▶ _Exercise directions_:
Output the material below in its entirety, exactly as given.

Records from a collection
....
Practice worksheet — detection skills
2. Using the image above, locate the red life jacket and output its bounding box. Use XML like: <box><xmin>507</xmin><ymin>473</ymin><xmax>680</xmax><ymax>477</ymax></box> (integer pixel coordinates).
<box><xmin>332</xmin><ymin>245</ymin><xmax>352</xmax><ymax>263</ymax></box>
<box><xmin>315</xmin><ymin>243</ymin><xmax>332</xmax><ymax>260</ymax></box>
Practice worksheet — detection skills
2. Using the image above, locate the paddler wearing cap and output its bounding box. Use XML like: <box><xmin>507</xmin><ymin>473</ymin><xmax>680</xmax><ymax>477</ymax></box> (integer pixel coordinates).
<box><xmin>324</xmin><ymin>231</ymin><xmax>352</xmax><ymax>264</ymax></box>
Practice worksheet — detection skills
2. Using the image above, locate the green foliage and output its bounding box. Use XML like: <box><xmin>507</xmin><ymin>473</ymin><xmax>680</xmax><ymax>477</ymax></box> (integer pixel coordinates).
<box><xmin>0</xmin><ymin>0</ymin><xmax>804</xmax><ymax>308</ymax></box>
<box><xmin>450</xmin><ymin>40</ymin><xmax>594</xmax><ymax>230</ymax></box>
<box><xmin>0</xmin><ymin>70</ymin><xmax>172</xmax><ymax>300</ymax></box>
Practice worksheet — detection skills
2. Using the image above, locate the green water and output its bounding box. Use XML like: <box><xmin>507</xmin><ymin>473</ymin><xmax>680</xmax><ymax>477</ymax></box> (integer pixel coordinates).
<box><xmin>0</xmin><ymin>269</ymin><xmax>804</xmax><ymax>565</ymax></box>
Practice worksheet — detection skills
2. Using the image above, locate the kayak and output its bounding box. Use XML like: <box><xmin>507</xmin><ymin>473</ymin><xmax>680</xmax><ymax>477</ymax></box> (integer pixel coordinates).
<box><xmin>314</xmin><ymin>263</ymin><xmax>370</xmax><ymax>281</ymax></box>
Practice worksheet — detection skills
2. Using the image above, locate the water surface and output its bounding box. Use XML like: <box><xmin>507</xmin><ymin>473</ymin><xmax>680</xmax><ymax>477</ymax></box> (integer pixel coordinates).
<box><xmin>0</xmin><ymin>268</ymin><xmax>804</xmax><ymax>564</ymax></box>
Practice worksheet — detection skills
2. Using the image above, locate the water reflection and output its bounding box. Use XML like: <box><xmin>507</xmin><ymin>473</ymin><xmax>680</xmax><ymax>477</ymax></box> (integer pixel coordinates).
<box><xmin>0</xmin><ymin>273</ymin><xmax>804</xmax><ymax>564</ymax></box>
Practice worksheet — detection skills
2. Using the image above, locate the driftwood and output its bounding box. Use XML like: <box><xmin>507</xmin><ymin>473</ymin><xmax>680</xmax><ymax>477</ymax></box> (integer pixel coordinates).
....
▶ _Complete answer_:
Practice worksheet — detection skills
2. Using the image above, locate the red life jacket and output its bounding box. Use XML like: <box><xmin>507</xmin><ymin>473</ymin><xmax>680</xmax><ymax>477</ymax></box> (integer pixel coordinates).
<box><xmin>332</xmin><ymin>245</ymin><xmax>352</xmax><ymax>263</ymax></box>
<box><xmin>315</xmin><ymin>243</ymin><xmax>332</xmax><ymax>260</ymax></box>
Practice worksheet — detection skills
2. Using the image above, locate the paddler wearing cap and output its bounding box. Use XML like: <box><xmin>507</xmin><ymin>473</ymin><xmax>680</xmax><ymax>477</ymax></box> (integer pixel coordinates).
<box><xmin>324</xmin><ymin>231</ymin><xmax>352</xmax><ymax>264</ymax></box>
Practice worksheet — detection skills
2. Using the image above, locate the green foliage and output its bounding box. Use XML like: <box><xmin>507</xmin><ymin>473</ymin><xmax>680</xmax><ymax>477</ymax></box> (integer pixel coordinates).
<box><xmin>0</xmin><ymin>0</ymin><xmax>804</xmax><ymax>308</ymax></box>
<box><xmin>450</xmin><ymin>40</ymin><xmax>594</xmax><ymax>230</ymax></box>
<box><xmin>0</xmin><ymin>70</ymin><xmax>172</xmax><ymax>300</ymax></box>
Practice worksheet — detection skills
2. Using the image above, locate the green water and output its bounding box. Use XML like: <box><xmin>507</xmin><ymin>473</ymin><xmax>680</xmax><ymax>477</ymax></box> (integer pixel coordinates).
<box><xmin>0</xmin><ymin>269</ymin><xmax>804</xmax><ymax>565</ymax></box>
Practice worksheet — detection skills
2. Using the image above, locate the kayak and output its bounding box. Use XML like: <box><xmin>507</xmin><ymin>473</ymin><xmax>680</xmax><ymax>477</ymax></box> (integer pixel coordinates).
<box><xmin>314</xmin><ymin>263</ymin><xmax>370</xmax><ymax>281</ymax></box>
Practice worksheet — detection skills
2. Using the image above, locate the water surface and output its bounding box. Use XML like: <box><xmin>507</xmin><ymin>473</ymin><xmax>680</xmax><ymax>477</ymax></box> (integer pixel coordinates).
<box><xmin>0</xmin><ymin>268</ymin><xmax>804</xmax><ymax>564</ymax></box>
Practice worksheet — detection skills
2. Using the image above, locate the water reflection and output its bounding box. Use XML like: <box><xmin>507</xmin><ymin>473</ymin><xmax>680</xmax><ymax>477</ymax></box> (integer pixel coordinates).
<box><xmin>0</xmin><ymin>273</ymin><xmax>804</xmax><ymax>564</ymax></box>
Practice worksheet — detection skills
2. Using the image above, locate the driftwood and output its bounding box. Use XML like: <box><xmin>507</xmin><ymin>473</ymin><xmax>680</xmax><ymax>477</ymax></box> (integer pixel coordinates).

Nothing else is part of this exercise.